## Given problem
Copy the records below line for line without changing anything, and omit the pictures from your copy.

──────── Recorded information

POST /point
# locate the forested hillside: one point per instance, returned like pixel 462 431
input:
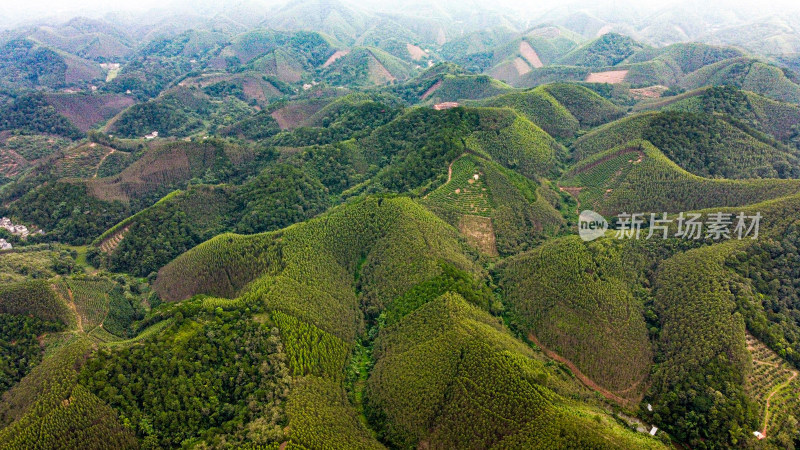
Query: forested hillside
pixel 326 225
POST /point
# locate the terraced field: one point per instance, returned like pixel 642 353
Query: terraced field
pixel 89 298
pixel 774 386
pixel 465 190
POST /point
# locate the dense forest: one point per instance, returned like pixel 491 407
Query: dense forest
pixel 360 229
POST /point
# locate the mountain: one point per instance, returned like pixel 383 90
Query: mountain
pixel 332 225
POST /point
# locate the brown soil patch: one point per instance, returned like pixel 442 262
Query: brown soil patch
pixel 431 90
pixel 97 169
pixel 521 66
pixel 479 233
pixel 648 92
pixel 415 52
pixel 378 73
pixel 294 115
pixel 578 374
pixel 752 347
pixel 110 243
pixel 604 30
pixel 611 77
pixel 530 55
pixel 608 157
pixel 338 54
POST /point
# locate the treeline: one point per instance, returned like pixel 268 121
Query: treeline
pixel 20 350
pixel 215 377
pixel 32 114
pixel 67 213
pixel 278 197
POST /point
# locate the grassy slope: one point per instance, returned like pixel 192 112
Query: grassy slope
pixel 587 313
pixel 638 177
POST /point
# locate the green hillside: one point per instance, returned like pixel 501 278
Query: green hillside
pixel 702 359
pixel 479 371
pixel 366 66
pixel 705 143
pixel 748 74
pixel 589 314
pixel 608 50
pixel 639 177
pixel 560 109
pixel 496 209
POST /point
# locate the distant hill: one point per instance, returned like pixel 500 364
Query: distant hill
pixel 638 177
pixel 27 64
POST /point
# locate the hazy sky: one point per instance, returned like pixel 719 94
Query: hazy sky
pixel 24 10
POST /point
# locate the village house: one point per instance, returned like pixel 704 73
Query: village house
pixel 20 230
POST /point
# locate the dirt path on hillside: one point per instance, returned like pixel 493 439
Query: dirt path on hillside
pixel 578 374
pixel 431 90
pixel 97 169
pixel 71 305
pixel 574 192
pixel 769 397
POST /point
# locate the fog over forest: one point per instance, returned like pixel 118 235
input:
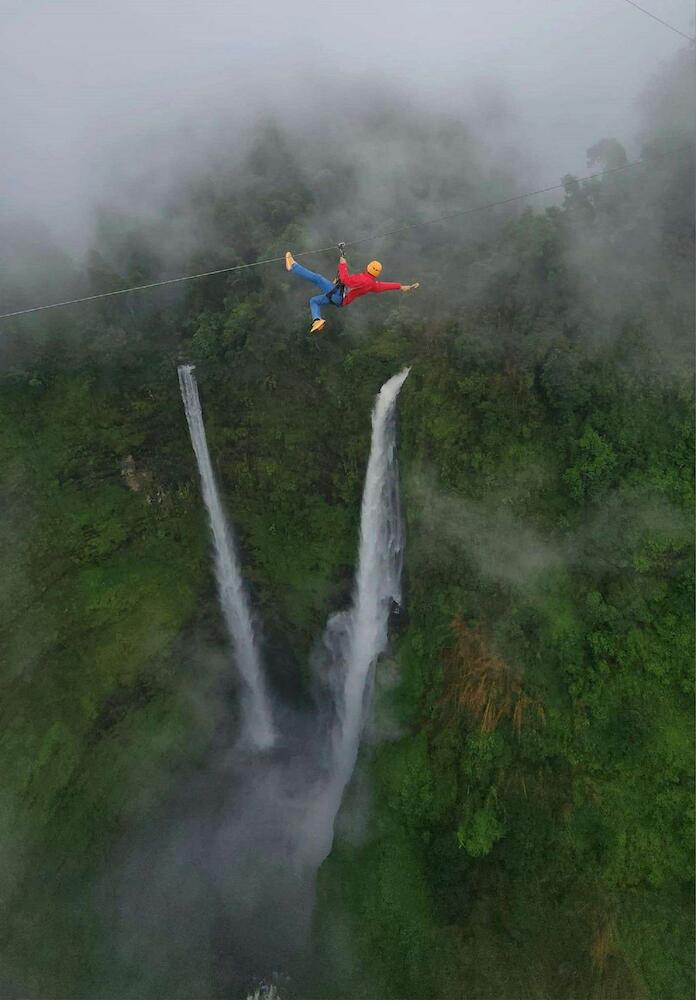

────────────────

## Task result
POST /point
# locate the forested hillside: one point per instance, returned like pixel 462 431
input:
Query: forested hillside
pixel 326 225
POST /point
# locate the terraced field: one point per instance, returned like pixel 642 353
Query: terraced field
pixel 89 298
pixel 774 386
pixel 465 190
POST /point
# locate the dense forest: one point per instance, returned like pixel 491 407
Query: dense forest
pixel 360 229
POST /point
# locate the mountain: one point per instance, returned like pixel 383 90
Query: mountain
pixel 332 225
POST /point
# locate the brown soil patch: one point per instance, returned like pixel 442 262
Query: brown soil patch
pixel 431 90
pixel 97 169
pixel 521 66
pixel 479 233
pixel 648 92
pixel 415 52
pixel 378 73
pixel 294 115
pixel 578 374
pixel 752 347
pixel 110 243
pixel 604 30
pixel 611 77
pixel 530 55
pixel 608 157
pixel 338 54
POST /point
# locate the treeline: one point per instance, returned like pixel 268 121
Query: treeline
pixel 20 350
pixel 215 377
pixel 32 114
pixel 67 213
pixel 278 197
POST /point
# locate the grassy slope: one point per instance, returned like pixel 192 112
Query: grassy slope
pixel 587 313
pixel 638 177
POST /point
# locate the green hillside: one point per instance, returned like pixel 501 278
Query: green hillside
pixel 702 359
pixel 479 371
pixel 366 66
pixel 705 143
pixel 748 74
pixel 589 314
pixel 608 50
pixel 639 177
pixel 560 109
pixel 496 209
POST /point
# locate the distant hill: one point per instance, returned like pixel 500 364
Query: distant hill
pixel 638 177
pixel 27 64
POST /point
# locate the hazy sky: one point per instance, returned like pixel 719 94
Query: hazy sky
pixel 24 10
POST /point
# locate the village house: one point per instance, returned like pixel 704 73
Query: village house
pixel 20 230
POST /point
# locate the dirt path on hillside: one point per instance, returned like pixel 493 439
Query: dirt path on hillside
pixel 578 374
pixel 431 90
pixel 97 169
pixel 71 305
pixel 574 192
pixel 769 397
POST /point
# locate the fog over forest: one point per instance, returned like pixel 118 235
input:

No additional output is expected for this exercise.